━━━ GIVEN DATA

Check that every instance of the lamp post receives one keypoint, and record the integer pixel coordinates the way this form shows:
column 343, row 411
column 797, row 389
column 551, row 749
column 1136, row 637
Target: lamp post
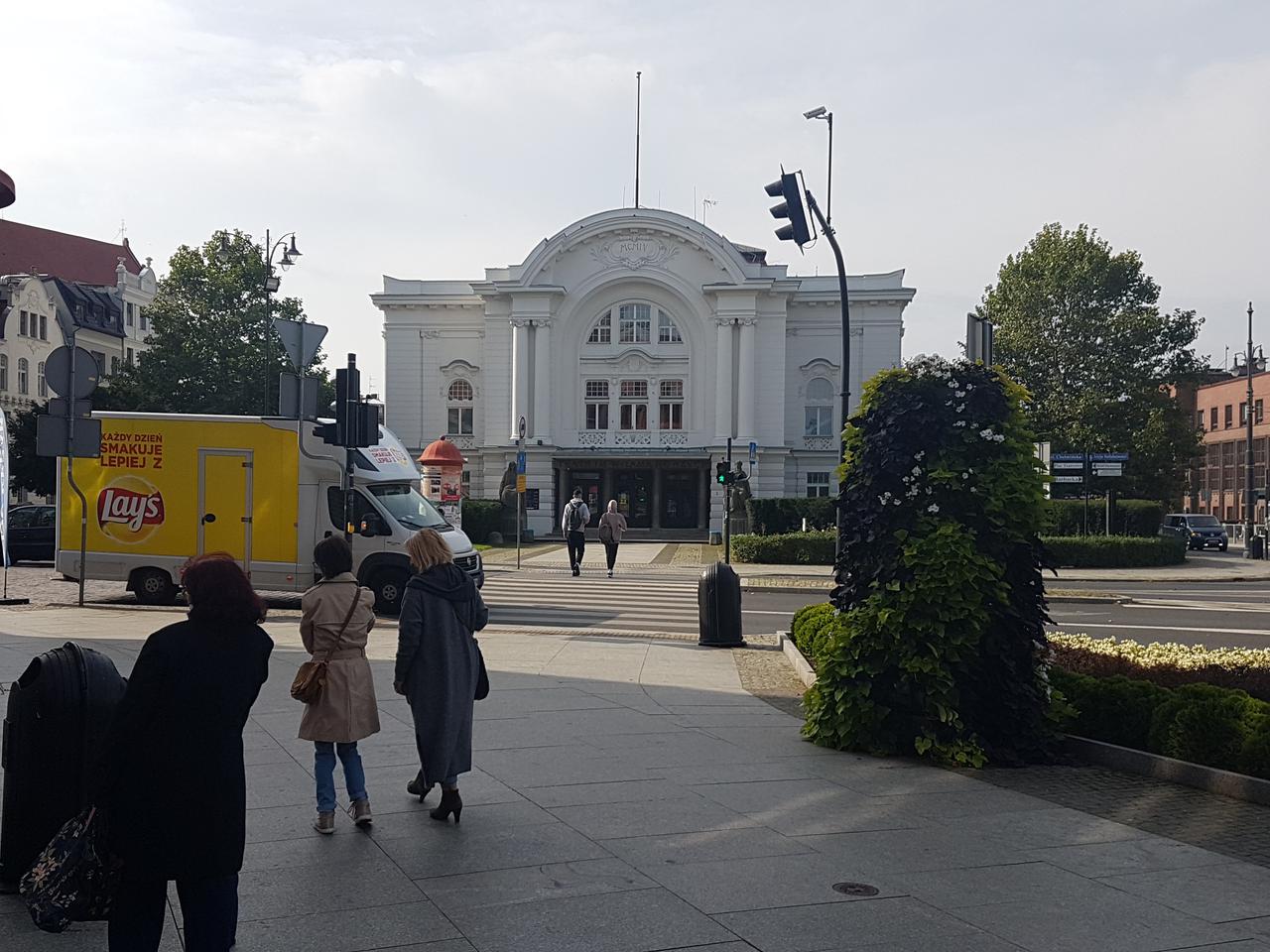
column 1254, row 362
column 822, row 113
column 271, row 285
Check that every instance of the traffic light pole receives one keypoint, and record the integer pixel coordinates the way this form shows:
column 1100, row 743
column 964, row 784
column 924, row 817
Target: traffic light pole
column 846, row 354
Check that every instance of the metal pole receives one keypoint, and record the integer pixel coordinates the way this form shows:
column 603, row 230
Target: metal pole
column 1248, row 485
column 726, row 511
column 844, row 395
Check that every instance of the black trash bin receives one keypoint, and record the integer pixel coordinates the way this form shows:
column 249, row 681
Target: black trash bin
column 719, row 607
column 55, row 725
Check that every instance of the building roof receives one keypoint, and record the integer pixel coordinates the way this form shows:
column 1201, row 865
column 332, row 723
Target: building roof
column 68, row 257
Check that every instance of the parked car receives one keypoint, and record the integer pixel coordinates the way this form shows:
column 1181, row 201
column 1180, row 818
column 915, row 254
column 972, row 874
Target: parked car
column 1199, row 531
column 32, row 534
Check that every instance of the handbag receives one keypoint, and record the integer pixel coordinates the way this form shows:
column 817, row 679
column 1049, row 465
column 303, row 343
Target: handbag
column 73, row 880
column 312, row 678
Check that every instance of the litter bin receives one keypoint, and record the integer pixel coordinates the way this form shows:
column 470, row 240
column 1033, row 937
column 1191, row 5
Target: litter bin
column 719, row 607
column 55, row 724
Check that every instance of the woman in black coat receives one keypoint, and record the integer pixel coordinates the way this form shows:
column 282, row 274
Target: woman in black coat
column 173, row 779
column 439, row 665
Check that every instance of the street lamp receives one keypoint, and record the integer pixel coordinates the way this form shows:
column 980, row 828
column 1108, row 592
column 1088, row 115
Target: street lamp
column 1254, row 362
column 822, row 113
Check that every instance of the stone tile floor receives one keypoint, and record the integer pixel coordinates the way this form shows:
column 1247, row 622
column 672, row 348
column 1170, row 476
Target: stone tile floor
column 630, row 796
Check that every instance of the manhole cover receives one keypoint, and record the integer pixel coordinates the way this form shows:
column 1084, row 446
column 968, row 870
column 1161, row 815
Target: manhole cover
column 855, row 889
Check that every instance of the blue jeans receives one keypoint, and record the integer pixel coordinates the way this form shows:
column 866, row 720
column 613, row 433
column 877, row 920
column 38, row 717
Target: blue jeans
column 324, row 770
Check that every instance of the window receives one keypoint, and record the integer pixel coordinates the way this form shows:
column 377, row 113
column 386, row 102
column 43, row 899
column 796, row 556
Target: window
column 671, row 416
column 603, row 330
column 634, row 416
column 634, row 324
column 666, row 330
column 817, row 484
column 818, row 413
column 458, row 419
column 597, row 404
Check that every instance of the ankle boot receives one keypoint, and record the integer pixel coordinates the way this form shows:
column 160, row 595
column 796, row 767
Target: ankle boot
column 449, row 803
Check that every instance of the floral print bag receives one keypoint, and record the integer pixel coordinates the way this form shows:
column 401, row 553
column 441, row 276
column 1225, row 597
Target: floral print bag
column 75, row 878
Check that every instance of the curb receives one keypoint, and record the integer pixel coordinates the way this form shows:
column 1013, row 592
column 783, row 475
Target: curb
column 1210, row 779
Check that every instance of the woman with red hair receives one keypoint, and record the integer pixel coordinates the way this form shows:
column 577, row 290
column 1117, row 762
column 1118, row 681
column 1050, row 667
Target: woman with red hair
column 173, row 779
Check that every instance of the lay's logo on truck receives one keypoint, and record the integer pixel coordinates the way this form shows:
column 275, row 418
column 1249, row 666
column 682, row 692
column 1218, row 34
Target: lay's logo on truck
column 130, row 509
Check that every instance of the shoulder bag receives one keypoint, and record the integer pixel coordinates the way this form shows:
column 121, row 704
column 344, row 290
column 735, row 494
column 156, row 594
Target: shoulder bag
column 312, row 676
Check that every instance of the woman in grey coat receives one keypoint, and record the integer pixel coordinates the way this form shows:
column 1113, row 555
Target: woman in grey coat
column 437, row 666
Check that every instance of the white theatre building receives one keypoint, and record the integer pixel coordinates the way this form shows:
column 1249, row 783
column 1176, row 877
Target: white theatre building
column 634, row 343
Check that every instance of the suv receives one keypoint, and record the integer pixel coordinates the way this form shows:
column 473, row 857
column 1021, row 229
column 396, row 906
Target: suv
column 1199, row 531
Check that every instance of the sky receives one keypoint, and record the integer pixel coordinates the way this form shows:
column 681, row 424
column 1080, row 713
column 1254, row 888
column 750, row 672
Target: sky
column 429, row 140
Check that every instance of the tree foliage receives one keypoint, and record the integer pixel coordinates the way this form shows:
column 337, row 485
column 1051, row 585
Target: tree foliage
column 209, row 343
column 939, row 640
column 1080, row 326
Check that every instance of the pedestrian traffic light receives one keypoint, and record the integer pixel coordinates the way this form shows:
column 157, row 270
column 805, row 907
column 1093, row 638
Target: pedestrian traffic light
column 789, row 189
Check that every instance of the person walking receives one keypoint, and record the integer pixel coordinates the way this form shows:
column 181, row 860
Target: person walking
column 612, row 525
column 572, row 527
column 172, row 777
column 439, row 666
column 336, row 616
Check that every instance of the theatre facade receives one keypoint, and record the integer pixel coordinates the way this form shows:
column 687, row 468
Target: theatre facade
column 633, row 344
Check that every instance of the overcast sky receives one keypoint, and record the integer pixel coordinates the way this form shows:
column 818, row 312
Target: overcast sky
column 430, row 140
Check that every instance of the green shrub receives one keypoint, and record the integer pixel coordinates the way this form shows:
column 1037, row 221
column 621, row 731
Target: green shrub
column 1133, row 517
column 938, row 645
column 1112, row 551
column 481, row 517
column 775, row 516
column 790, row 548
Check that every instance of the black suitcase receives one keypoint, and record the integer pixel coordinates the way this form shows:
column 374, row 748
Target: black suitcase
column 56, row 721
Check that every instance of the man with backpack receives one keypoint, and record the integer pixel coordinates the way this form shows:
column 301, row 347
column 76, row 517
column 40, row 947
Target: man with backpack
column 572, row 527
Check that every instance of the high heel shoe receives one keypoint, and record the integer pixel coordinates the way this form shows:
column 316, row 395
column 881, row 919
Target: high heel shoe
column 449, row 803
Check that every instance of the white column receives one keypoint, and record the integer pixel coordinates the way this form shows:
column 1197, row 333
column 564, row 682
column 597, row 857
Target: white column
column 747, row 394
column 520, row 373
column 722, row 379
column 541, row 421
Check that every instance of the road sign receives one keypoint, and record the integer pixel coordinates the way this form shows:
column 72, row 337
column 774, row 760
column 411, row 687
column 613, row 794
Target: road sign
column 300, row 339
column 51, row 436
column 58, row 372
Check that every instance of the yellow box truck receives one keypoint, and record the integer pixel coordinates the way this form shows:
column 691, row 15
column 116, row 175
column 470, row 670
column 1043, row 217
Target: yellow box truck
column 171, row 486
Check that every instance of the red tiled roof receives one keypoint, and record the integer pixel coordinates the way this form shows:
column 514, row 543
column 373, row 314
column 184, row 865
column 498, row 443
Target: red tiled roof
column 67, row 257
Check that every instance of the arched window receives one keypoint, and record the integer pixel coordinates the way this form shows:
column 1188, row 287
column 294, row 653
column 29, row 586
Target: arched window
column 458, row 414
column 818, row 413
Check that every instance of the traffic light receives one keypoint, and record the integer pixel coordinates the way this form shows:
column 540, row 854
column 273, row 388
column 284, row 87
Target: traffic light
column 789, row 189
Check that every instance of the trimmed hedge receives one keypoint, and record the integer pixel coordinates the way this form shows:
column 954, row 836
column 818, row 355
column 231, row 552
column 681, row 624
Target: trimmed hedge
column 1198, row 722
column 790, row 548
column 481, row 517
column 1133, row 517
column 1165, row 664
column 1112, row 551
column 772, row 517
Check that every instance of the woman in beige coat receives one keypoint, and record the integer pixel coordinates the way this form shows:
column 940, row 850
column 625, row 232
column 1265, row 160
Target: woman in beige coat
column 338, row 616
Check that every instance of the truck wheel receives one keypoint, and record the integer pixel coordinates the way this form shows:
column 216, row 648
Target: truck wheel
column 389, row 587
column 153, row 587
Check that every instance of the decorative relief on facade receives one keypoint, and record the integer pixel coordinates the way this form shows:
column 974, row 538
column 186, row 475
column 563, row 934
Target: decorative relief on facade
column 634, row 253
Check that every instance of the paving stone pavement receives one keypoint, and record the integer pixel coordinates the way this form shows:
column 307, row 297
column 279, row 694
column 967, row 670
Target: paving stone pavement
column 630, row 796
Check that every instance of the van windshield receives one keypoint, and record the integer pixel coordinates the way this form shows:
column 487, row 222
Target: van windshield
column 1203, row 522
column 404, row 504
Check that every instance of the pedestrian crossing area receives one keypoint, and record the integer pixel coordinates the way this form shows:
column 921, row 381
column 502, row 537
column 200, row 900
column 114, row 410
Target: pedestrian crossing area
column 635, row 602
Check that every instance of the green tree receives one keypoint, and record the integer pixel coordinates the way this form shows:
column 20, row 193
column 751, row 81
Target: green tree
column 1080, row 326
column 212, row 347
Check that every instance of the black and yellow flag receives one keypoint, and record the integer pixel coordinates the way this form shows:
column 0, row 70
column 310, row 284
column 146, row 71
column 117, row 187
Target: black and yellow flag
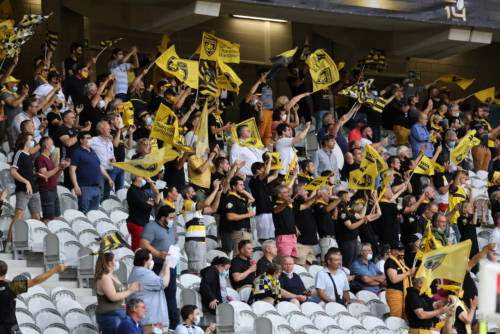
column 51, row 39
column 183, row 69
column 323, row 70
column 452, row 78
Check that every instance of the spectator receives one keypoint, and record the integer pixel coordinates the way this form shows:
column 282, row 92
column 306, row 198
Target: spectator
column 152, row 289
column 193, row 212
column 270, row 252
column 367, row 273
column 86, row 172
column 419, row 136
column 119, row 67
column 10, row 290
column 111, row 293
column 103, row 147
column 191, row 317
column 23, row 171
column 48, row 188
column 292, row 287
column 158, row 237
column 213, row 284
column 325, row 159
column 398, row 278
column 242, row 271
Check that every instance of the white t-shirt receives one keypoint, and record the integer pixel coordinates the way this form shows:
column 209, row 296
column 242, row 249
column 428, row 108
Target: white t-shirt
column 284, row 146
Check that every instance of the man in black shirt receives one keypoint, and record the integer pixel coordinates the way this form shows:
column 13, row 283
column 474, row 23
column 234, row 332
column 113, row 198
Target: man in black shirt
column 481, row 154
column 243, row 268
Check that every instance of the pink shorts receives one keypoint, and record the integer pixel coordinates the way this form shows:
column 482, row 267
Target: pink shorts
column 287, row 245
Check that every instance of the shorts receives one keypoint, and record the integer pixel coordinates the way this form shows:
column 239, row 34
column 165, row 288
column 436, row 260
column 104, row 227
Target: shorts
column 24, row 200
column 287, row 245
column 325, row 244
column 50, row 204
column 306, row 254
column 265, row 226
column 197, row 256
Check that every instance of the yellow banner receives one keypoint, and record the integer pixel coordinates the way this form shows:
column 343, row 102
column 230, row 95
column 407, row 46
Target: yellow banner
column 323, row 70
column 226, row 78
column 183, row 69
column 371, row 156
column 202, row 132
column 452, row 78
column 448, row 262
column 253, row 142
column 148, row 166
column 463, row 148
column 213, row 47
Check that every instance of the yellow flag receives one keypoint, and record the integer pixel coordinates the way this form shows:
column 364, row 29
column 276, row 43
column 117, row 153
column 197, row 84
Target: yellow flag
column 486, row 96
column 425, row 166
column 452, row 78
column 448, row 262
column 254, row 141
column 323, row 70
column 183, row 69
column 226, row 78
column 371, row 156
column 363, row 178
column 148, row 166
column 463, row 148
column 213, row 47
column 202, row 132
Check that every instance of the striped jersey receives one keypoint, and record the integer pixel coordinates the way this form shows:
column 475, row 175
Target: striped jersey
column 195, row 227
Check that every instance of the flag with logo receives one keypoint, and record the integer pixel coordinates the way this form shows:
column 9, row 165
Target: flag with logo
column 486, row 96
column 254, row 141
column 202, row 132
column 226, row 78
column 149, row 165
column 458, row 80
column 279, row 62
column 363, row 178
column 213, row 47
column 463, row 148
column 371, row 156
column 448, row 262
column 182, row 69
column 323, row 70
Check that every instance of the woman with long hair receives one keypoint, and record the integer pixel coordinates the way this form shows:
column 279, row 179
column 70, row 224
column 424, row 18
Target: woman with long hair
column 111, row 293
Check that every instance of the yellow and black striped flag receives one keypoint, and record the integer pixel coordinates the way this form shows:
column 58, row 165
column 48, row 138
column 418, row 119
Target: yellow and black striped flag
column 51, row 39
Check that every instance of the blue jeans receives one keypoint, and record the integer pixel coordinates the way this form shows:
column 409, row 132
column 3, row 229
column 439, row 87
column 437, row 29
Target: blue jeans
column 170, row 290
column 89, row 200
column 109, row 321
column 319, row 115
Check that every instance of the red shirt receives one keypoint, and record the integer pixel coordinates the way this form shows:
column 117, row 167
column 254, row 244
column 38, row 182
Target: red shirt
column 43, row 162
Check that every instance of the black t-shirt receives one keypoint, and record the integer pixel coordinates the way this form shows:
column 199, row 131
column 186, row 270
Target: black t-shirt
column 260, row 191
column 8, row 293
column 120, row 150
column 387, row 224
column 24, row 163
column 63, row 130
column 284, row 221
column 239, row 265
column 321, row 100
column 324, row 220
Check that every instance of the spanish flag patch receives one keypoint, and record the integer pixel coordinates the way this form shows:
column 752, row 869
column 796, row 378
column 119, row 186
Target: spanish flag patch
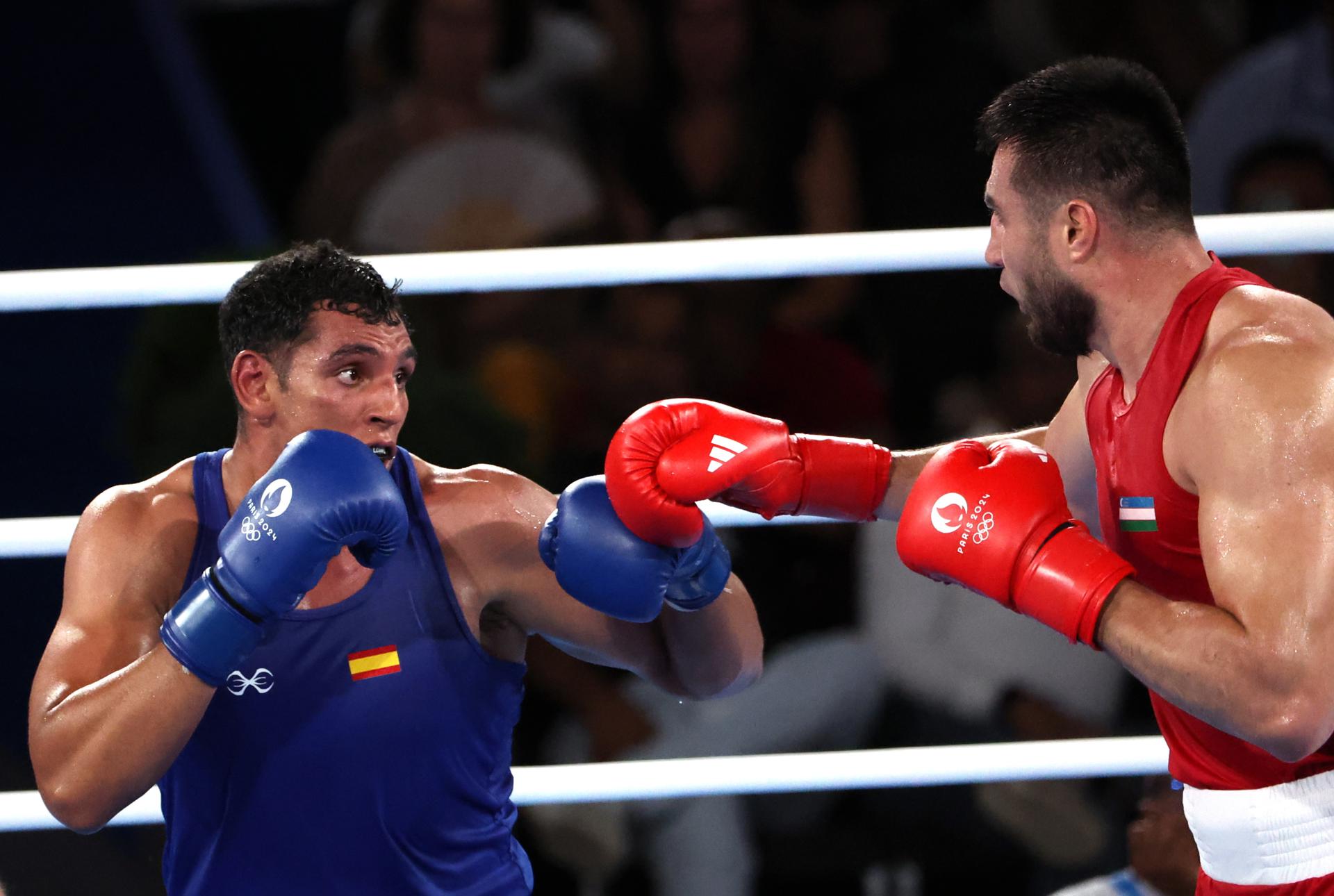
column 368, row 664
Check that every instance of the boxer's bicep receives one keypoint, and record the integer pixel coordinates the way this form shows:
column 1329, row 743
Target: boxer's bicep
column 123, row 570
column 1261, row 458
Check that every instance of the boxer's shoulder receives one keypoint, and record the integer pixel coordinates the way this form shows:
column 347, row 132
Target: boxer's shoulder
column 151, row 507
column 1262, row 343
column 140, row 533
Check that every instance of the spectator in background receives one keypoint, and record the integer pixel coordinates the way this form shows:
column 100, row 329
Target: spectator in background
column 720, row 143
column 1287, row 176
column 443, row 165
column 1185, row 42
column 1283, row 90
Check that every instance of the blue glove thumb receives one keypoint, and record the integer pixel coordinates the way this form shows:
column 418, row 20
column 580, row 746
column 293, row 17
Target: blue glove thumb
column 603, row 564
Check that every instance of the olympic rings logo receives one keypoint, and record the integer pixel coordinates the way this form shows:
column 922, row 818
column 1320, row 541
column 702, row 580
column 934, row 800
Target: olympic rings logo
column 985, row 527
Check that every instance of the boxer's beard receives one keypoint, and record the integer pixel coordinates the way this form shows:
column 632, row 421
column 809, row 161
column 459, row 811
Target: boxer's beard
column 1061, row 314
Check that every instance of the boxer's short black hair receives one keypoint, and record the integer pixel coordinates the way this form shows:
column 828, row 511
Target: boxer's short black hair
column 1100, row 128
column 267, row 310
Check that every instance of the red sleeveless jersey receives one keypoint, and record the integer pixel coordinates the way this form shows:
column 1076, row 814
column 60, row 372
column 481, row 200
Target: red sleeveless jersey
column 1151, row 522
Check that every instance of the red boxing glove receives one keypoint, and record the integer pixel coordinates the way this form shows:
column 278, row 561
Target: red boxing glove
column 668, row 455
column 996, row 522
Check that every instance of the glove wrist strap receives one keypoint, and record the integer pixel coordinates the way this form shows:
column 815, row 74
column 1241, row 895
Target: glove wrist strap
column 1067, row 583
column 207, row 632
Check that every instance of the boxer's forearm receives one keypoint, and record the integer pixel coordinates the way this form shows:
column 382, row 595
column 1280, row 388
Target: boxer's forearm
column 103, row 746
column 1202, row 659
column 718, row 649
column 907, row 465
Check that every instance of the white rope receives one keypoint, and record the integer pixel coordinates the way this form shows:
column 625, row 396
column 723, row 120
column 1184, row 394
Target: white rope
column 770, row 774
column 600, row 265
column 49, row 536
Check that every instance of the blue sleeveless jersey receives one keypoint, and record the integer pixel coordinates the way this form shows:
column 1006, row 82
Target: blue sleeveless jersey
column 362, row 748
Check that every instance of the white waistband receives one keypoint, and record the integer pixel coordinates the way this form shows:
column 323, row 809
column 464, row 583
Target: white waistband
column 1271, row 835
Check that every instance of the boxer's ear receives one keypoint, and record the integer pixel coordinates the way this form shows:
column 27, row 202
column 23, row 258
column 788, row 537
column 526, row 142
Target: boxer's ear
column 255, row 383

━━━━━━

Exactly and only the lines from the one containing "Check that every instance of the blue sleeveless" through the end of the material are to be reproduced, both ends included.

* REPLY TO THE EXERCISE
Check that every instance of the blue sleeveless jersey receives one keypoint, and record the integer pixel coordinates the way this form shows:
column 1006, row 82
Target: blue sleeveless jersey
column 362, row 748
Check that every instance of the white waistband receives one keypoint, and record the integer pixel coordinates the way this form shows:
column 323, row 809
column 464, row 583
Target: white waistband
column 1271, row 835
Check that every instance of the boxer's ear receives one keypoint, and record the integer pixel coordinates the way this form shows:
column 27, row 202
column 23, row 258
column 788, row 537
column 526, row 142
Target: boxer's ear
column 255, row 383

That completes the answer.